◆ **Cosa farai**
1 - Secondo il brano scelto, chi ha sostituito don Gianluigi Cerutti nel saluto di apertura della serata?
2 - Restituisci tutto il testo del brano scelto che va da "La platea del" fino a "e che valgono.", estremi inclusi.
___ Brano scelto ___
Attualità
Borgosesia Giornata della Memoria: proiezione del film “Il figlio di Saul”
BORGOSESIA – La Giornata della Memoria, istituita nel nostro Paese nel luglio del 2000, con cinque anni d’anticipo sull’ONU, a Borgosesia è stata ricordata con la proiezione del film: “Il figlio di Saul” del giovane regista ungherese Laszlo Nemes. Promotori dell’iniziativa l’ANPI, l’Istituto per la storia della Resistenza e della Società Contemporanea nel Biellese, nel Vercellese, in Valsesia, il Cinema Lux, la Parrocchia, l’AGESCI, il Centro Studi Giovanni Turcotti, con il patrocinio del Comune di Borgosesia.
La platea del cinema Lux era affollata: la serata è stata aperta dal saluto di Alessandro Orsi, Presidente dell’ANPI di Borgosesia e di Don Ezio Caretti, già parroco di Borgosesia, che sostituiva don Gianluigi Cerutti, ancora in quarantena. Dopo aver manifestato il piacere di tornare a Borgosesia, Don Ezio ha comunicato alcune riflessioni incentrate sulla necessità e l’importanza di mantenere la memoria di quel tragico progetto di umiliazione di zone dell’umanità, affinché l’umanità del super uomo potesse dominare, resistendo ad ogni tentativo di sopraffazione e rispettando le persone per quello che sono e che valgono.
___ Estratto dei dati ___
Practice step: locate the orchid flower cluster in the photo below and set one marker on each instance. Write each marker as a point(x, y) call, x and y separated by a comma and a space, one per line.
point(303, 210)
___
◆ **Risultati per compito**
1 - Don Ezio Caretti, già parroco di Borgosesia.

2 -
La platea del cinema Lux era affollata: la serata è stata aperta dal saluto di Alessandro Orsi, Presidente dell’ANPI di Borgosesia e di Don Ezio Caretti, già parroco di Borgosesia, che sostituiva don Gianluigi Cerutti, ancora in quarantena. Dopo aver manifestato il piacere di tornare a Borgosesia, Don Ezio ha comunicato alcune riflessioni incentrate sulla necessità e l’importanza di mantenere la memoria di quel tragico progetto di umiliazione di zone dell’umanità, affinché l’umanità del super uomo potesse dominare, resistendo ad ogni tentativo di sopraffazione e rispettando le persone per quello che sono e che valgono.